REQUIRED ACTION: Each line from the one containing "Can you spot the dark" through the final line below must be reproduced exactly, and no others.
******
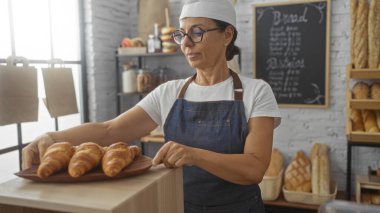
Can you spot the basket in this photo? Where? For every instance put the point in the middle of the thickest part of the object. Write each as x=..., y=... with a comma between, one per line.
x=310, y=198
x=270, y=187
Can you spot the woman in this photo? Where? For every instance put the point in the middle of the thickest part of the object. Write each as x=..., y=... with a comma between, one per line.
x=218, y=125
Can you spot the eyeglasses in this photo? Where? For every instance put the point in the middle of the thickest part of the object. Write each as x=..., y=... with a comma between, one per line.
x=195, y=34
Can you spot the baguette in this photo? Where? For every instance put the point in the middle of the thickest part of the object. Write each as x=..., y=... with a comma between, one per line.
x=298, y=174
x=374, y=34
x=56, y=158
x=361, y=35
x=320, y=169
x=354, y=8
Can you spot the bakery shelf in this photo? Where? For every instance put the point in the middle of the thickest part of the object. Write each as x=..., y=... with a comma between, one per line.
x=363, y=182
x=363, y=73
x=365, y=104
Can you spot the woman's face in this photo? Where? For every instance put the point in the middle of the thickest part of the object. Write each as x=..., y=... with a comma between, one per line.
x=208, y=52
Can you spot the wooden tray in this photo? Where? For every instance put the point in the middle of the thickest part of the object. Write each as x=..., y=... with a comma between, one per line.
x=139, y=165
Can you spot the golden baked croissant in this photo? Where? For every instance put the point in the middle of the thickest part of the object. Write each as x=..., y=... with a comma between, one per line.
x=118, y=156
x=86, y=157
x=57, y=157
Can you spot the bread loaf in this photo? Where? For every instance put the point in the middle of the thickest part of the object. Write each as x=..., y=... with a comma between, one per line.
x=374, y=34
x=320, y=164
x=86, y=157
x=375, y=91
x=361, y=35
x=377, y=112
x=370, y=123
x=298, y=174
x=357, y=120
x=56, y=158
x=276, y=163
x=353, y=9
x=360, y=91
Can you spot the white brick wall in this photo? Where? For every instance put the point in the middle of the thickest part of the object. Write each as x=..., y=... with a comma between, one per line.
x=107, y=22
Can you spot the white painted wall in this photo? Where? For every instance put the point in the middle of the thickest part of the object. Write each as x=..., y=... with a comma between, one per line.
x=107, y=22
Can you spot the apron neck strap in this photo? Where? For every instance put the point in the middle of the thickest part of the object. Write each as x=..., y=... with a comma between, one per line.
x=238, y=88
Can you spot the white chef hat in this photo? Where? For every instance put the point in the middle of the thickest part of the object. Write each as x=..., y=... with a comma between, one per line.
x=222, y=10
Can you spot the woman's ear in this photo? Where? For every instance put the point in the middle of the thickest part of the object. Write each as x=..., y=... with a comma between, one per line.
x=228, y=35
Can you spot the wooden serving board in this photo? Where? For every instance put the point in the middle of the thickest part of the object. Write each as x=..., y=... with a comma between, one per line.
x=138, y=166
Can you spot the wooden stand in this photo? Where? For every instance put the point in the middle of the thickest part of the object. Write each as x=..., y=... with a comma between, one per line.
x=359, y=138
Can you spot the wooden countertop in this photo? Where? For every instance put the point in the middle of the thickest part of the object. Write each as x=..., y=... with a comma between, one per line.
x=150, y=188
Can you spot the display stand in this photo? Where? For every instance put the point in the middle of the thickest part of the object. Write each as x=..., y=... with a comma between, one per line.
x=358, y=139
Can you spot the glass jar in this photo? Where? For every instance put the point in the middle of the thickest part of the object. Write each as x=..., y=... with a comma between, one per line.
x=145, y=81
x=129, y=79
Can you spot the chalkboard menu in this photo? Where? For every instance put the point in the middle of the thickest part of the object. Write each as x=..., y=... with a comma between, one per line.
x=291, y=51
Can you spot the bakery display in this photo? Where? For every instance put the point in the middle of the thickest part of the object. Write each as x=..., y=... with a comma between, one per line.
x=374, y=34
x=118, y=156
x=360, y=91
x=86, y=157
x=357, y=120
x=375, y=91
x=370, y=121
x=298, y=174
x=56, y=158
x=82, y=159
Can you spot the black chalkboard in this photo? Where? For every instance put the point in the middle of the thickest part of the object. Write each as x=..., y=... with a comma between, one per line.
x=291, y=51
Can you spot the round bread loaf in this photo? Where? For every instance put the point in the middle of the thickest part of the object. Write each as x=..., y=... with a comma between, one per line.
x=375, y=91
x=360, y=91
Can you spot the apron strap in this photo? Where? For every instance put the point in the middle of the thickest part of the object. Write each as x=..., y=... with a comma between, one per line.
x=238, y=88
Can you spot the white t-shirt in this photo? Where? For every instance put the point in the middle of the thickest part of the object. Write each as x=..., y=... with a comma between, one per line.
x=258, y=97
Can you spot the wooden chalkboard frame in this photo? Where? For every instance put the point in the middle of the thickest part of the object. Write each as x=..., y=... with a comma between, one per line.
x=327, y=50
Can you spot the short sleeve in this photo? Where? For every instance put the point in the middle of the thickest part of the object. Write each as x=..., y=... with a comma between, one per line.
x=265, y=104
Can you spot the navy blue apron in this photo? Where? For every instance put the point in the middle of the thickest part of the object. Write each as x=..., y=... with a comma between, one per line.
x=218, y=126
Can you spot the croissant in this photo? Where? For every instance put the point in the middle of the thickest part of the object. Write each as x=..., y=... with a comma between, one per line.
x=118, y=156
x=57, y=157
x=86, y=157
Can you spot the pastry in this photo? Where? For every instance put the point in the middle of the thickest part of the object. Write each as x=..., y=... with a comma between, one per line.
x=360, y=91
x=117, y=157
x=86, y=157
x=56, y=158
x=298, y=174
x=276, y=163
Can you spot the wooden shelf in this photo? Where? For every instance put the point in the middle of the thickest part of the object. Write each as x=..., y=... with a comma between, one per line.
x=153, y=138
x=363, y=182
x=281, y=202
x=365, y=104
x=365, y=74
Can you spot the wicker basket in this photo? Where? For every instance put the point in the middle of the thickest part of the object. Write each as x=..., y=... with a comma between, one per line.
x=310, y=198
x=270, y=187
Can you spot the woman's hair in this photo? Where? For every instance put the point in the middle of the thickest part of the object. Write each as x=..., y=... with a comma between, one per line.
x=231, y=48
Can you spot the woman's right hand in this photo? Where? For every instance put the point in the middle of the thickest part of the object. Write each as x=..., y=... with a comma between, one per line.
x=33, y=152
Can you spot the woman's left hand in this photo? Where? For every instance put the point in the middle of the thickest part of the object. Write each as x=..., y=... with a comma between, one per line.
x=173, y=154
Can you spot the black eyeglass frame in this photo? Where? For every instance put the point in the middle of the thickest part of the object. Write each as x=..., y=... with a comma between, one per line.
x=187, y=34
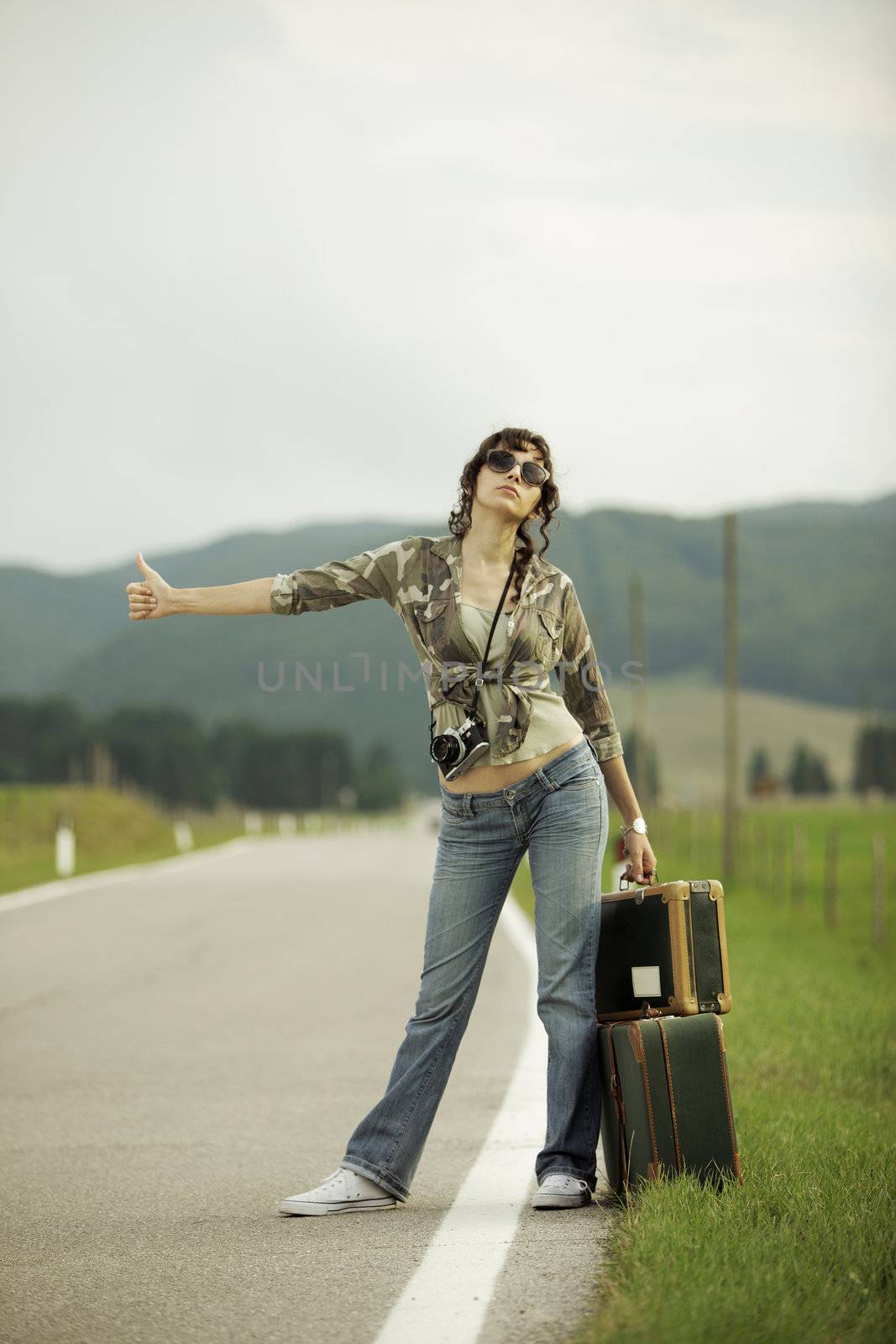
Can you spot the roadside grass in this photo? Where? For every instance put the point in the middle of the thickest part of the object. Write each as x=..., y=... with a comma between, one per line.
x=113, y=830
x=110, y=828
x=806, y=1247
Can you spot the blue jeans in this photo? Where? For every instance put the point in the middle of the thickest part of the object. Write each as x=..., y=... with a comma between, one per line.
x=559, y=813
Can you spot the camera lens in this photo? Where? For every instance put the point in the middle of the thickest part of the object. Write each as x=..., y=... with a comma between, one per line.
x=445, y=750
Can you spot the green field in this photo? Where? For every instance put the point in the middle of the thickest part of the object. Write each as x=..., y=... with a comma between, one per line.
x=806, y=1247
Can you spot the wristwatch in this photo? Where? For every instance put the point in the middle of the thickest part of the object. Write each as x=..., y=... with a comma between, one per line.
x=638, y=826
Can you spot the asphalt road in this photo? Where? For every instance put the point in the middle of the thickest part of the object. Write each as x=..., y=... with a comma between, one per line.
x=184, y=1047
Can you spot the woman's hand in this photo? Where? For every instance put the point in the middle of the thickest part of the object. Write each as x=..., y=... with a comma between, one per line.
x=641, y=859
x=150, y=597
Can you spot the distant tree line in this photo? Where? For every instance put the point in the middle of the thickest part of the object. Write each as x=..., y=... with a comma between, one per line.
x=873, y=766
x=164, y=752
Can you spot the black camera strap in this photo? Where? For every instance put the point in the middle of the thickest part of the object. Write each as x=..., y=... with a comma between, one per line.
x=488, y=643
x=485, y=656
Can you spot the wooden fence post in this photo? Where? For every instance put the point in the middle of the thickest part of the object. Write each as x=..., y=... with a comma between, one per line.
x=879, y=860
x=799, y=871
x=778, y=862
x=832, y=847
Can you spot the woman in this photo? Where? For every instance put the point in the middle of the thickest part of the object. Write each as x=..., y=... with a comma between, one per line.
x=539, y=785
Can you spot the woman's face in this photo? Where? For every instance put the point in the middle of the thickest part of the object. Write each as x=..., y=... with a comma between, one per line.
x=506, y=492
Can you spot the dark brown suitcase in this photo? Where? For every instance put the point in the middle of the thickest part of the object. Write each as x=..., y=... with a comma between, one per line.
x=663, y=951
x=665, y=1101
******
SOLUTION TO THIS EXERCISE:
Can you spot the dark brown suitcase in this photo? Where? For every instance put the point in the middle of the thickest part of the object. Write each as x=..., y=... with a comma between, one per line.
x=663, y=951
x=665, y=1101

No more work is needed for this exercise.